SELECTED TEXT:
>> Begin

History of the Komondor Breed
The komondor (pronunciation - KOM-on-door), a descendant of Tibetan dogs, was brought to Hungary a thousand years ago by nomadic Magyars to guard flocks of sheep. The original dog, the Russian owtcharka, was large with long legs and a wooly coat that enabled it to blend in with the flocks it protected. The shepherds valued the breed so much that they did not allow interbreeding. The komondor – whose plural is komondorok – was an effective foe to enemies of the flock and was fabled to have eliminated the wolf from Hungary. The earliest written records of the breed date back to the sixteenth century, although the breed probably existed long before then. In 1920, the documentation spread throughout the rest of the world when the komondor was presented at dog shows. Its difficult-to-manage coat has made it a rare entry with only the top specimens making an appearance in the ring. The komondor made its first appearance in the United States in 1933 and was officially acknowledged by the AKC in 1937. The komondor lives for many months outside in all types of weather as a protector of its master’s flocks as it did a thousand years ago. In the United States, the komondor primarily serves as a home and livestock guard and a companion. This dog is known as the king of Hungarian sheepdogs.
Size and Appearance of the Komondor Breed
The komondor gets its strength, dignity, and bravery from its large, muscular body. Having plenty of bone and substance, the shape of the komondor is long and tall, which makes for a lengthy stride and step. Its dense, wooly, curly coat allows the komondor to blend in almost perfectly with the flocks it guards. It is covered with a unique coat of heavy white, somewhat cream or buff cords. This also helps the komondor in extreme weather and against other animals. Adult dogs tend to have more coarse cords than puppies, which have softer, longer cords. The length of a komondor’s coat is relative to its age so a young komondor will most certainly have a short coat. The buff or cream color of the coat should fade away as the dog grows. The ideal skin color is gray, however, pink is acceptable, but not desirable. Its tail hangs long enough to reach the hocks. It is somewhat rounded upward and/or to one side. The bigger part of the tail is not raised higher than the level of the dog’s back, even when it is excited.

>> End

GIVEN ENTRIES:
>> Begin

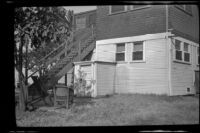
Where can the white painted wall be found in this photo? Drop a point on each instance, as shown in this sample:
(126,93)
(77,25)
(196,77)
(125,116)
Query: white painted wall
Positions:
(183,75)
(148,76)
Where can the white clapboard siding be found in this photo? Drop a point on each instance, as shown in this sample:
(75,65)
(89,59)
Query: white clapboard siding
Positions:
(105,78)
(182,78)
(150,76)
(183,75)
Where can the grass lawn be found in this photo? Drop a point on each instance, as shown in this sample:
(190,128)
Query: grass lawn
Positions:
(123,109)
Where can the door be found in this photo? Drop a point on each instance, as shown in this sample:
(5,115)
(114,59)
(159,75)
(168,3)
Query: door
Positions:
(86,82)
(196,82)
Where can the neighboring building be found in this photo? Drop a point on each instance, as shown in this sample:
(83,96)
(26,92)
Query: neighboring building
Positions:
(142,49)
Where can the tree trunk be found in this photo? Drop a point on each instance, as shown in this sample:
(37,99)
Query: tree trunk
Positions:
(22,97)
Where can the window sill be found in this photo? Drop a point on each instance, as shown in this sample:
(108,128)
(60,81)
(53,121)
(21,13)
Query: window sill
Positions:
(138,61)
(117,13)
(121,62)
(147,6)
(182,62)
(130,10)
(184,10)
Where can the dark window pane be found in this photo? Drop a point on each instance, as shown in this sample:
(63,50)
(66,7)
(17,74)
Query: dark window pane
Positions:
(138,55)
(80,23)
(92,19)
(120,47)
(138,6)
(129,7)
(187,57)
(120,57)
(178,55)
(180,6)
(62,56)
(188,8)
(177,44)
(186,45)
(138,46)
(117,9)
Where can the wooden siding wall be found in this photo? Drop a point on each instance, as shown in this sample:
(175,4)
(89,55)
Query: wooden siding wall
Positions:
(132,23)
(187,25)
(183,75)
(145,77)
(90,18)
(105,78)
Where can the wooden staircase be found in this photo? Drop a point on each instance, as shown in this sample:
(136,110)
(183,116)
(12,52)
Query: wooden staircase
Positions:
(82,44)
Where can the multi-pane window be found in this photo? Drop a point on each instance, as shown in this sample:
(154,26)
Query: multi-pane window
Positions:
(187,8)
(182,51)
(115,9)
(80,23)
(137,51)
(186,52)
(178,52)
(198,55)
(120,52)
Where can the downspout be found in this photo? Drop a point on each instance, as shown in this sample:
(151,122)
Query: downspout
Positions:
(169,52)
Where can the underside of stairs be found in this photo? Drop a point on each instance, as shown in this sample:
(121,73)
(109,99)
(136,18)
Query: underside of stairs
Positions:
(82,44)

>> End

PROBLEM DESCRIPTION: In the komondor text above, condense the paragraph beginning "The komondor gets its strength" into a bulleted list that keeps its main facts.

EXERCISE RESULT:
- A large, muscular body gives the komondor strength, dignity, and bravery.
- Its long, tall, heavy-boned build makes for a lengthy stride.
- Its dense, wooly, curly coat has heavy white, somewhat cream or buff cords. The coat lets it blend in with the flocks it guards and helps it in extreme weather and against other animals.
- Adult dogs have coarser cords than puppies, whose cords are softer.
- Coat length depends on age, so a young komondor has a short coat.
- Any buff or cream color should fade as the dog grows.
- The ideal skin color is gray. Pink is acceptable but not desirable.
- The tail reaches the hocks and is somewhat rounded upward and/or to one side. Even when the dog is excited, most of the tail stays no higher than the back.